======== Texto proporcionado

La Tierra agoniza. Los responsables, nosotros los humanos. Desde el inicio de la Era Industrial, la creciente y febril utilización de combustibles fósiles, más allá de la comodidad y el bienestar que trajo, le produjo una irreversible enfermedad a nuestro planeta: la contaminación ambiental. Tan avanzada está que, a mitad de este año, ya hemos agotado todos los recursos de 12 meses, entrando ya en déficit ambiental. La Tierra tiene recursos finitos, cada vez más escasos, con una creciente población de 7.600 millones de humanos.
Las especies necesarias desaparecen, el aire es cada vez menos respirable, el agua escasea y está contaminada, hay bosques y páramos en vías de extinción; inexorablemente, vamos rumbo al cataclismo final. La isla de plástico del Pacífico, ese séptimo continente localizado entre Hawái y California, está formada por 1.8 billones de piezas plásticas arrojadas al mar que juntan 1,6 millones de kilómetros cuadrados, es tan grande como México, y crece aceleradamente.
Soluciones las hay todas, y muchas más vienen en camino. Unas poco prácticas, otras posibles que enfrentan la codicia de unos pocos a quienes nada les importa el planeta y la humanidad. Pero hay personas y organizaciones que luchan contra la indiferencia de muchos, la inacción de las autoridades y la rapacidad de unos cuantos, incluyendo algunos mandatarios cómplices de tal degradación. La dependencia de combustibles fósiles y su extracción irresponsable, especialmente el fracking, parece una maldición sin exorcismo. No obstante, los gobiernos responsables educan a sus ciudadanos para crear hábitos de amabilidad ambiental, prohibir o castigar el uso de materiales no degradables, y premiar las buenas prácticas ambientales.
Bundanoon, Australia, en 2009 fue la primera ciudad del mundo en prohibir las botellas de plástico desechables. Le siguieron Concord y San Francisco en los Estados Unidos, después los estados indios de Bihar, Sikhim y Maharashtra. Hong Kong y Canadá se sumaron, y ya muchos países hacen parte de ésta cadena. Pero las presiones de poderosos sectores de producción y comercialización de plásticos han impedido acciones más contundentes y efectivas.

================
======== Registros proporcionados

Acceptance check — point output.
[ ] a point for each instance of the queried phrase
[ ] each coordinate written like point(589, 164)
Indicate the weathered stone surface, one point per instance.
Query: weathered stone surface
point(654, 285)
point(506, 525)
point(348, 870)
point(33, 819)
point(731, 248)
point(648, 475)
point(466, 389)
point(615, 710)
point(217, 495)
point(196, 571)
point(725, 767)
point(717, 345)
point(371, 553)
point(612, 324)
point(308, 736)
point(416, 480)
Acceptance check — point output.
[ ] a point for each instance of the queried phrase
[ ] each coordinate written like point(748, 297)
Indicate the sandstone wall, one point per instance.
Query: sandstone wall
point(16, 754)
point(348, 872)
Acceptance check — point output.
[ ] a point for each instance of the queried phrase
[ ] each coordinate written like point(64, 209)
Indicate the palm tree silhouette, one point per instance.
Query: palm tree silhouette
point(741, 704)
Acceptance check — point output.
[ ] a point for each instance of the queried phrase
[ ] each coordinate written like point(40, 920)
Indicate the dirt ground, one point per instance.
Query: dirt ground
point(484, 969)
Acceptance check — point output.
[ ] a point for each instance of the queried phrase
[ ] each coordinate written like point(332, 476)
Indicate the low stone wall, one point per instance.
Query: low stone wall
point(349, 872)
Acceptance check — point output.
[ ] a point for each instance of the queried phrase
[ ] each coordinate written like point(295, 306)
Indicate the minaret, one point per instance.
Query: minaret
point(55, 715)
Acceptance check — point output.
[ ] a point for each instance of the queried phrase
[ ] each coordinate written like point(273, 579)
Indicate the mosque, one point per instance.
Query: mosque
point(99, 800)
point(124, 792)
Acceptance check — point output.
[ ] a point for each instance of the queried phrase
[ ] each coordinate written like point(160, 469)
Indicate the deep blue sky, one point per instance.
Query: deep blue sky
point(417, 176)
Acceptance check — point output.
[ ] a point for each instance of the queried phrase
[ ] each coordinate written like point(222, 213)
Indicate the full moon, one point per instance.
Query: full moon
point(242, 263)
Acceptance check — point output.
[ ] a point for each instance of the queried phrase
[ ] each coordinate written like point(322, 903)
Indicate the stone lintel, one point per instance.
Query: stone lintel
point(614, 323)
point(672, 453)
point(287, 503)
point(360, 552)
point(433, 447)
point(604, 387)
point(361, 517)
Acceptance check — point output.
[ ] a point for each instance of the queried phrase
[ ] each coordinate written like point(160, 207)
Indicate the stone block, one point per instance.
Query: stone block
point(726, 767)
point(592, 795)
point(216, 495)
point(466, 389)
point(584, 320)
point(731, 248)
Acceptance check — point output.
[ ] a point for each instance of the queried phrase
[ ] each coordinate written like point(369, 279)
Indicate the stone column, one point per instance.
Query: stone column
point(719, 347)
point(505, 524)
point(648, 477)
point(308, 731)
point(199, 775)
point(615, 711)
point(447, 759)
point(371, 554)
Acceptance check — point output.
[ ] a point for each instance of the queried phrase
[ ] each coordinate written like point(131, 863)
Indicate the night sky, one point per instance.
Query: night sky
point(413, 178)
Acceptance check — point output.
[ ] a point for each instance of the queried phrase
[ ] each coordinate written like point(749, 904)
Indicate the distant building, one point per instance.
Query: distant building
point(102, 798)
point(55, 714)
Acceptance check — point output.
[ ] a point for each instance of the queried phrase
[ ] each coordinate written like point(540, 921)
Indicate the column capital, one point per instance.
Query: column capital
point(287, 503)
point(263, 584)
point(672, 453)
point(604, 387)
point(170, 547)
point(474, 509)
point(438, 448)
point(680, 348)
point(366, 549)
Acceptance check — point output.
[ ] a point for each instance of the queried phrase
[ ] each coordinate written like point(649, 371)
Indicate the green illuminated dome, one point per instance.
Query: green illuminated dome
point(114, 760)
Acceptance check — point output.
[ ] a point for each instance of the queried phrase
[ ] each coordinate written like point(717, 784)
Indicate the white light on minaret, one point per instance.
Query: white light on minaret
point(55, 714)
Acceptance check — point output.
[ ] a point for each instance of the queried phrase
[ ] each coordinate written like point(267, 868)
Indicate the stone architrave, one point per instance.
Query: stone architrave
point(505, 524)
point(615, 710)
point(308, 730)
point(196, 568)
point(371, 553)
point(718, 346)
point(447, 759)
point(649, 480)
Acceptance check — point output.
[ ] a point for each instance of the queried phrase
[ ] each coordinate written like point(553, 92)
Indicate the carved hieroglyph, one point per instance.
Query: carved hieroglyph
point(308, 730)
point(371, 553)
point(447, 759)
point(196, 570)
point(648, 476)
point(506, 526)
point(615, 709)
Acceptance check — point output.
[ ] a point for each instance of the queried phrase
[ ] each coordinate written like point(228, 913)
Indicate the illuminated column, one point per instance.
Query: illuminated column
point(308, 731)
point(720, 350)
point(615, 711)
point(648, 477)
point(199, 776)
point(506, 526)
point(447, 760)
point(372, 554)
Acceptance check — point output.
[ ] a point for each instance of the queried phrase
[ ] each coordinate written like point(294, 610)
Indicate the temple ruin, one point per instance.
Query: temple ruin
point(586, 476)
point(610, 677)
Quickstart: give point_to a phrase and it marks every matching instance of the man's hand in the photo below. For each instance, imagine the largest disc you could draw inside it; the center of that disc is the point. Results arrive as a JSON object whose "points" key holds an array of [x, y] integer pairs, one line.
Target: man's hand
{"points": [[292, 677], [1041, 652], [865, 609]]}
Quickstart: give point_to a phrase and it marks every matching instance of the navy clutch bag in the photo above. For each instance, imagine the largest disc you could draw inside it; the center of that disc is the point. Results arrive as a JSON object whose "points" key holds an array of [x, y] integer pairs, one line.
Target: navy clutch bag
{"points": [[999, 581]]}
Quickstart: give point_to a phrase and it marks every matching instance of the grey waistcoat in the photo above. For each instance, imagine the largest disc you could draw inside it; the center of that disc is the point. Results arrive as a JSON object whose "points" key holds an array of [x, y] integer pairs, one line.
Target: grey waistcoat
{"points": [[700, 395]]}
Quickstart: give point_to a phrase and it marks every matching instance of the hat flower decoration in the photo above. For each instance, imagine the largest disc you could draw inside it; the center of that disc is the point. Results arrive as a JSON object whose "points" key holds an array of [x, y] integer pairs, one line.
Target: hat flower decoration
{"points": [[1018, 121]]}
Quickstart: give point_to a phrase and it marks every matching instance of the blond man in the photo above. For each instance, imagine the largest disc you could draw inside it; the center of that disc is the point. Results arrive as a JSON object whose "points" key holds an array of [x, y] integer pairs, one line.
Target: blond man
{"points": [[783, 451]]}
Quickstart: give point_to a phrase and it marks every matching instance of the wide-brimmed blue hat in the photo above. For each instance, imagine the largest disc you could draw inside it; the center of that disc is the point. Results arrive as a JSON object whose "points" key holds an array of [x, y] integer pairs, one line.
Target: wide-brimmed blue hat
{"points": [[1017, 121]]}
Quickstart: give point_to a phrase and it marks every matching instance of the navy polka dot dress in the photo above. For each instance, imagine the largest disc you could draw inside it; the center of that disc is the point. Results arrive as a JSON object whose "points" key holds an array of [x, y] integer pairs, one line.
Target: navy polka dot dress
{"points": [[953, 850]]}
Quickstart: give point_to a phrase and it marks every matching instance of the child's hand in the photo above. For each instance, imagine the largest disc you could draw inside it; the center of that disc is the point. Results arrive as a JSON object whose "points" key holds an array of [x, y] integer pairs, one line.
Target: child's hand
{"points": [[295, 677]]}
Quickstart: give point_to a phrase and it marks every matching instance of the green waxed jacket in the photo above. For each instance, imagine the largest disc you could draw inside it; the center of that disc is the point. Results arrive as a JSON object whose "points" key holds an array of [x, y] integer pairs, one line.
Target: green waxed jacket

================

§ **Conjunto de tareas**
[A] Transcribe del texto proporcionado el fragmento que va de "Las especies necesarias" a "y crece aceleradamente.", ambos incluidos.
[B] Según el texto proporcionado, ¿qué ciudad fue la primera del mundo en prohibir las botellas de plástico desechables?
Responde basándote únicamente en el texto proporcionado.

§ **Soluciones**
[A]
Las especies necesarias desaparecen, el aire es cada vez menos respirable, el agua escasea y está contaminada, hay bosques y páramos en vías de extinción; inexorablemente, vamos rumbo al cataclismo final. La isla de plástico del Pacífico, ese séptimo continente localizado entre Hawái y California, está formada por 1.8 billones de piezas plásticas arrojadas al mar que juntan 1,6 millones de kilómetros cuadrados, es tan grande como México, y crece aceleradamente.

[B] Bundanoon, Australia, en 2009.